▸ PAGE EXTRACT
....

In embodiments, the opening can be closed by a combination of a sleeve section and a second coupling section. Thus, in embodiments, the top plate is arranged between the base section and the second coupling section.

According to this disclosure, a control element, such as a controller, can be used for a plurality of coupling elements, if a cooktop is used with a plurality of gas burners and corresponding gas valves. Thus, in an embodiment, the cooktop further comprises at least one gas valve having a valve shaft wherein the valve shaft is coupled to a second coupling section in a rotationally locked fashion.

In a further embodiment, the cooktop comprises a gas burner coupled to the gas valve.

Further possible implementations or alternative solutions of the invention also encompass combinations - that are not explicitly mentioned herein - of features described above or below with regard to the embodiments. The person skilled in the art may also add individual or isolated aspects and features to the most basic form of the invention.

....

▸ RAW DATA
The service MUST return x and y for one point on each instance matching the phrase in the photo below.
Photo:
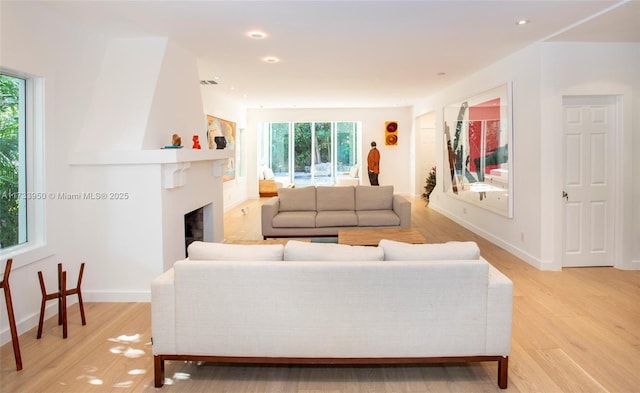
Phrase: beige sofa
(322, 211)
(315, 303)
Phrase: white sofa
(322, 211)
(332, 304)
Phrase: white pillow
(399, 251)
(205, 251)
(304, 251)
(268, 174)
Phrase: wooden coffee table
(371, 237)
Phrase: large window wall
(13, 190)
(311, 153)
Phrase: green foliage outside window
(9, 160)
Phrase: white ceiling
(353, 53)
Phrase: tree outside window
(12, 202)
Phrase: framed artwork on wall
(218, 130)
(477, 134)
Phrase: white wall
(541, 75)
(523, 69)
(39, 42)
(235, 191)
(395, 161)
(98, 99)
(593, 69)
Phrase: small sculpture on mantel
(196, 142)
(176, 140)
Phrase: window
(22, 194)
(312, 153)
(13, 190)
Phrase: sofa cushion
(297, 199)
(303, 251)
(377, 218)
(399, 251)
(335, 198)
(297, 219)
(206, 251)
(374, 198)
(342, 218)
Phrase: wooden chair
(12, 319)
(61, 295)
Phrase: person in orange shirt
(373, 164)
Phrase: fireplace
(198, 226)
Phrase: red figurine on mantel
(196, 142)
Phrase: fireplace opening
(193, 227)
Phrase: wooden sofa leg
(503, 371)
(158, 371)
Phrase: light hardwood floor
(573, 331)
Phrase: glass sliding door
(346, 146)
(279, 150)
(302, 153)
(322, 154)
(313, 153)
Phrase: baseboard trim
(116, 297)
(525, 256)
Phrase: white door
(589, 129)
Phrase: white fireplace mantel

....

▸ WHAT THE TASK ASKS
Summarize the cooktop excerpt above in three sentences.

▸ TASK RESULT
In embodiments, the opening can be closed by a sleeve section combined with a second coupling section, so that the top plate sits between the base section and the second coupling section. One control element, such as a controller, can serve several coupling elements when the cooktop has multiple gas burners and gas valves. In embodiments the cooktop also includes a gas valve whose valve shaft is coupled to a second coupling section in a rotationally locked fashion, and a gas burner coupled to that valve, and further implementations may combine the described features in ways not explicitly mentioned.